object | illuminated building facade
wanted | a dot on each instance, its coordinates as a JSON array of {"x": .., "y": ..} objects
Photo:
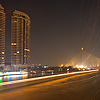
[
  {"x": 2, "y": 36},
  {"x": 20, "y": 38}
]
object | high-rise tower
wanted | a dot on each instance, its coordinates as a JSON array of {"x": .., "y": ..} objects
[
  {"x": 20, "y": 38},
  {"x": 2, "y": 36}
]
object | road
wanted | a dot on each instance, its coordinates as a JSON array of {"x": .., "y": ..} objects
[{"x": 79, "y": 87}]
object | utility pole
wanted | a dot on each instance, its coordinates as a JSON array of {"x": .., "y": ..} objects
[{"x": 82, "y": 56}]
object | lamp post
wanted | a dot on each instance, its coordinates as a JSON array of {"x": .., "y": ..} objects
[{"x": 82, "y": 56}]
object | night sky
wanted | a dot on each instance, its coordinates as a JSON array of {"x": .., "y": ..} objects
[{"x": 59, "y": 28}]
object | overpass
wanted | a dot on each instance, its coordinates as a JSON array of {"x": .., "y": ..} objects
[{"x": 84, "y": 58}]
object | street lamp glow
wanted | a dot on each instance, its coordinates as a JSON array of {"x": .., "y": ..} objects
◆ ◆ ◆ ◆
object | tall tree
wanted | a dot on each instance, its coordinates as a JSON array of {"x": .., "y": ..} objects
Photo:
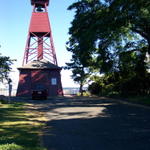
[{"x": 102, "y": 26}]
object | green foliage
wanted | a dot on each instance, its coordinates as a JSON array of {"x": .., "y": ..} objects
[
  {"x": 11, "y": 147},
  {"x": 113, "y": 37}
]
◆ ◆ ◆ ◆
List every line of the material above that contains the word "lamp", treating uppercase and lowercase letters as different.

• **RESPONSE**
object | lamp post
object | street lamp glow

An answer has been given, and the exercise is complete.